======== PASSAGE

A day after the Ram temple was inaugurated in Ayodhya, 22-year-old commerce student Mohammad Tariq Chaudhary offered to help out his father, who runs a tempo transport service in Mira Road, a neighbourhood in the far north of Mumbai.
The regular driver was absent, so Tariq said he would deliver a cargo of empty plastic cans and scrap metal in the area.
Around 7 pm on Tuesday, as he was driving through the Shanti Nagar neighbourhood along with two workers, a mob stopped the tempo and assaulted the three men, all Muslim.
“The name Rashid Tempo Service on the body of the vehicle and a sticker of the moon and stars on the window pane revealed our Muslim identity,” said Abdul Chaudhary, Tariq’s father.
Tariq, who was in the driver’s seat, was the first one to be attacked. He told his father he was slapped by the mob. They then dragged him out. He was kicked and beaten with sticks and a belt. He had blood all over his head, back and hands.

================
======== ENTRIES PROVIDED

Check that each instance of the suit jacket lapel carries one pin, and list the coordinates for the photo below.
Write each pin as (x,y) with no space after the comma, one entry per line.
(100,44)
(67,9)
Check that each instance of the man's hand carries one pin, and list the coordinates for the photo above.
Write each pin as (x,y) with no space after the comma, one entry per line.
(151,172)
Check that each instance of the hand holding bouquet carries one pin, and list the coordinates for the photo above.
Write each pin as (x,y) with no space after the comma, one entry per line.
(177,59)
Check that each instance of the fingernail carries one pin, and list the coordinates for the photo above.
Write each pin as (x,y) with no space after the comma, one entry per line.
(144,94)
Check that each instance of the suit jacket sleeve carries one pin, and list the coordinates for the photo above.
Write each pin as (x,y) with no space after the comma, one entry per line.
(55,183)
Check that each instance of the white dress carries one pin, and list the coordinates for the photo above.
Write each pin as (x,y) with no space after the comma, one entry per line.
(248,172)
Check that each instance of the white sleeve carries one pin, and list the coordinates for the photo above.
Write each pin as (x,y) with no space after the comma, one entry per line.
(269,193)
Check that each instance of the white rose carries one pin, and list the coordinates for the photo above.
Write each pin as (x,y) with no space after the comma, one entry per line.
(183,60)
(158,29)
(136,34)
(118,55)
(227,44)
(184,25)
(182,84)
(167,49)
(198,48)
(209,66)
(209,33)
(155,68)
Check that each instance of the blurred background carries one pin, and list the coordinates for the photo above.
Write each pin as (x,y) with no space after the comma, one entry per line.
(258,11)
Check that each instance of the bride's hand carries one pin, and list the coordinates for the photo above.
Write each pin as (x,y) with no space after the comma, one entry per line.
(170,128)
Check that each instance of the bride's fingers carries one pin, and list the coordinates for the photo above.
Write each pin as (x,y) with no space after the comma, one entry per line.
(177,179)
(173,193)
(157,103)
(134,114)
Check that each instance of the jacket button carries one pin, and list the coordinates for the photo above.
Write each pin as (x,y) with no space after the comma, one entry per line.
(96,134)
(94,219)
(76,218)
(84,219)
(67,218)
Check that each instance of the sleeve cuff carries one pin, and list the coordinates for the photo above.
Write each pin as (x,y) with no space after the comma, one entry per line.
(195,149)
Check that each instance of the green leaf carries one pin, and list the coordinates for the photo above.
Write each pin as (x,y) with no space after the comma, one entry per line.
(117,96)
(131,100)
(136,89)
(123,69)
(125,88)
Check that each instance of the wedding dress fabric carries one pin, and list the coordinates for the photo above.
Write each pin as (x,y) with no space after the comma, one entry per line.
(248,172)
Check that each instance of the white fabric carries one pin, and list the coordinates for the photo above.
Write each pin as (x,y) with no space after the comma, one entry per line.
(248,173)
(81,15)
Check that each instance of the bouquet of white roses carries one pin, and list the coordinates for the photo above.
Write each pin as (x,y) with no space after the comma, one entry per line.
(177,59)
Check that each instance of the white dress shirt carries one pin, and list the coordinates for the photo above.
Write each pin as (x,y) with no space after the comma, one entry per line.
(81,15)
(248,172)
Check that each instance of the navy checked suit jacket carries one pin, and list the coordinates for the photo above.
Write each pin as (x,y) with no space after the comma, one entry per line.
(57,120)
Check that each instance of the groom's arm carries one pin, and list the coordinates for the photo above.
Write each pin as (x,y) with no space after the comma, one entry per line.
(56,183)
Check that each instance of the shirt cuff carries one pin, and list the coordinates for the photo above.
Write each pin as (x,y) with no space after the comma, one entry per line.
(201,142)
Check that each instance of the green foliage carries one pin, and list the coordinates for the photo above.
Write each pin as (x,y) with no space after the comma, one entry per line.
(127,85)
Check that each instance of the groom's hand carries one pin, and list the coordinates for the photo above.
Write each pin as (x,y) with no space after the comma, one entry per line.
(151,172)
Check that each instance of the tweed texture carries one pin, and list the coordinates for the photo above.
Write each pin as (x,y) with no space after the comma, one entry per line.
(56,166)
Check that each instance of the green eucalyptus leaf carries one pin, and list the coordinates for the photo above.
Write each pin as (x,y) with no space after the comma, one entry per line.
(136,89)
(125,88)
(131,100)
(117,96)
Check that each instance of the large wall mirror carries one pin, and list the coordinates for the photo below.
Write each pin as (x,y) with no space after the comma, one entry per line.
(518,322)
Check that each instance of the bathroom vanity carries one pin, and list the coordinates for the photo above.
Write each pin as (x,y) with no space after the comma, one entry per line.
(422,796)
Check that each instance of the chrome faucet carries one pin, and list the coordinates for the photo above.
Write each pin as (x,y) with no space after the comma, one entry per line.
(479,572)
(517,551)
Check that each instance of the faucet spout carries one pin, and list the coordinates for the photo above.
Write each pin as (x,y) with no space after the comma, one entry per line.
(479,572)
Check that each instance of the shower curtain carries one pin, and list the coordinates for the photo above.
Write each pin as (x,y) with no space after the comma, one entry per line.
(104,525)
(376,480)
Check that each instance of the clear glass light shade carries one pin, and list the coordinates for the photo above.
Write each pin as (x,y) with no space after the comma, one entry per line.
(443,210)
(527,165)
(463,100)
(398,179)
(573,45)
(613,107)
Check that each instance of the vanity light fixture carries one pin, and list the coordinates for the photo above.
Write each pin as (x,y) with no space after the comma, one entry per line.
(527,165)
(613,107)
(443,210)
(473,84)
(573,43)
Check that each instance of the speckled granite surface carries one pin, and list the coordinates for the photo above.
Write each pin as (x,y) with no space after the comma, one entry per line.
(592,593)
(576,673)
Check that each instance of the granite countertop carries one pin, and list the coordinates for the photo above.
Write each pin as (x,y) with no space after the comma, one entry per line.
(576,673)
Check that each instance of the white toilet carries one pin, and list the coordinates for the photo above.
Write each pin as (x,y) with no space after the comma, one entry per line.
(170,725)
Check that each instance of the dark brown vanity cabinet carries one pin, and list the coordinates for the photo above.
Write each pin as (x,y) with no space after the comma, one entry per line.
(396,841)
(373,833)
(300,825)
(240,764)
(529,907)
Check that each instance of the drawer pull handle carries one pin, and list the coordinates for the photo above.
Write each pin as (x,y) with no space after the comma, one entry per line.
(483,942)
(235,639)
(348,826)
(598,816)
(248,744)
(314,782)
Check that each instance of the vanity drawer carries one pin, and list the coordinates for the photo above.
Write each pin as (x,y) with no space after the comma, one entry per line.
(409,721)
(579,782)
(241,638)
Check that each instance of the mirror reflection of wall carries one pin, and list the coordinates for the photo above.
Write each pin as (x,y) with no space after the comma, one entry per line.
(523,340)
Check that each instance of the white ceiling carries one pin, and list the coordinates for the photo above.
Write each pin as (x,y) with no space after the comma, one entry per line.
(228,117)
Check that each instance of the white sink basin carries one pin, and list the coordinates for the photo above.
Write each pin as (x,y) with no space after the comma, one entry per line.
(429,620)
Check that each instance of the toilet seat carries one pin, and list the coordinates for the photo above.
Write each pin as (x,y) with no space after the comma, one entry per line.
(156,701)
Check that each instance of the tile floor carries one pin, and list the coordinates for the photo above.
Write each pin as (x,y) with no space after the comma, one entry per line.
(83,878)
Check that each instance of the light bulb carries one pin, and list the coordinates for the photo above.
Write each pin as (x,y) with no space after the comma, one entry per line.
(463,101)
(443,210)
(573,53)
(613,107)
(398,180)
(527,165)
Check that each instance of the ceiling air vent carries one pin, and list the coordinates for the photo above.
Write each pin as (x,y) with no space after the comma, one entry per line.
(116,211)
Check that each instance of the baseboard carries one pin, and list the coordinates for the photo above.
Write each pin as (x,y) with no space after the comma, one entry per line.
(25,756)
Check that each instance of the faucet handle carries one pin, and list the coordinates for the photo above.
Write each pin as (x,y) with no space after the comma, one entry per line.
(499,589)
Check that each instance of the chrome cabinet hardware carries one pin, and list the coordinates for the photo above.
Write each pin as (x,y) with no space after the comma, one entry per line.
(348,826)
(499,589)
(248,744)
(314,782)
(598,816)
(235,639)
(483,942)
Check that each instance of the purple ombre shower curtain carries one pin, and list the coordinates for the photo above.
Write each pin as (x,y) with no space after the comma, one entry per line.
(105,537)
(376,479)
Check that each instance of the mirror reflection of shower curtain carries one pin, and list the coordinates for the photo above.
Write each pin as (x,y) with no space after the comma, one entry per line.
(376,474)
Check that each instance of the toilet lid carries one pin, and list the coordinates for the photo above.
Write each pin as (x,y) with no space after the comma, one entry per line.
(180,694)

================
======== ENTRIES PROVIDED

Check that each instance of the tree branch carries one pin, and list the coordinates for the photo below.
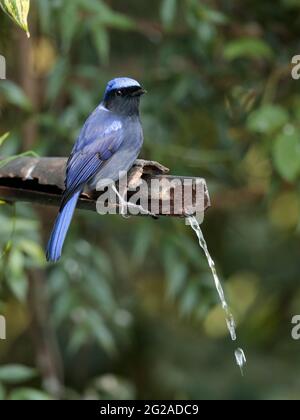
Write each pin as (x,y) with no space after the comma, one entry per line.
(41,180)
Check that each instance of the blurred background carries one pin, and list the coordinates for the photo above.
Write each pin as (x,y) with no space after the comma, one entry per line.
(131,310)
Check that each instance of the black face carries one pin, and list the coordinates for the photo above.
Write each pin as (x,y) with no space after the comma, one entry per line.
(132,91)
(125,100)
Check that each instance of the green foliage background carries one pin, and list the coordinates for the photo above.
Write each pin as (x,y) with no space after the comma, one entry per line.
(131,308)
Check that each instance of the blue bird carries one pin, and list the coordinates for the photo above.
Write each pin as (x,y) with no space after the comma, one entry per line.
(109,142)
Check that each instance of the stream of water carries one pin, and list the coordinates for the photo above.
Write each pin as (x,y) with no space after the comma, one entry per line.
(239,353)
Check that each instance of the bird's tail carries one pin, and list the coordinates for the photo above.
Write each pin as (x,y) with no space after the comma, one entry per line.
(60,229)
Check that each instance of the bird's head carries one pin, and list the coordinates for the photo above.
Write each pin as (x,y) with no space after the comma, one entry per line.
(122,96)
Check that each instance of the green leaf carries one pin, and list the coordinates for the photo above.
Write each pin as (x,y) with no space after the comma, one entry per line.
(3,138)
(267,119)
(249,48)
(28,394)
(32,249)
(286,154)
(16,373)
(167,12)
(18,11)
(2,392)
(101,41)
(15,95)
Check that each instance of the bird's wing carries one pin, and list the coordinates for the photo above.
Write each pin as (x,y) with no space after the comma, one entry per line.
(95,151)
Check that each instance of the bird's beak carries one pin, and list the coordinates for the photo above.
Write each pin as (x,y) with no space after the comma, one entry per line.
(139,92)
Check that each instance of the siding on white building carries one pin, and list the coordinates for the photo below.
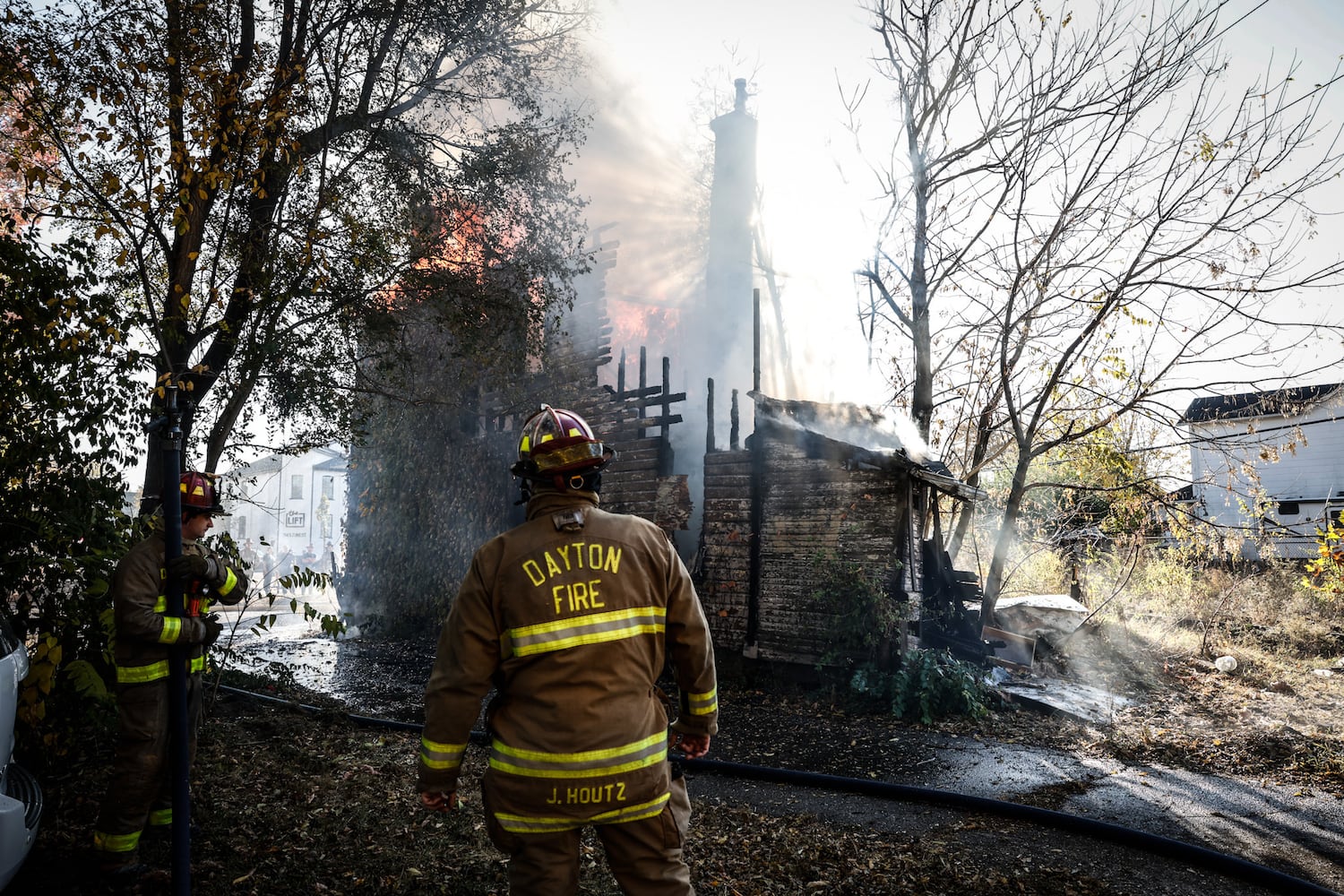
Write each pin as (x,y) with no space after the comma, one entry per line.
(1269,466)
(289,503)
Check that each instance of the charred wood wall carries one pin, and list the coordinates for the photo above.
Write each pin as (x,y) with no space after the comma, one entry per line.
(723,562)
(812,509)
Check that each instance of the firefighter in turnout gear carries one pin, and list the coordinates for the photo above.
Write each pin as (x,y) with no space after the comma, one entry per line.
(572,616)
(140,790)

================

TASKS TO PERFORM:
**1)** In the passage about the attack in Mira Road, what two things on the tempo did Abdul Chaudhary say revealed the men's Muslim identity?
**2)** Set down word for word the part of the passage about the Mira Road attack starting with "The regular driver" and going on through "men, all Muslim.".

IN RESPONSE:
**1)** The name Rashid Tempo Service on the body of the vehicle and a sticker of the moon and stars on the window pane.

**2)**
The regular driver was absent, so Tariq said he would deliver a cargo of empty plastic cans and scrap metal in the area.
Around 7 pm on Tuesday, as he was driving through the Shanti Nagar neighbourhood along with two workers, a mob stopped the tempo and assaulted the three men, all Muslim.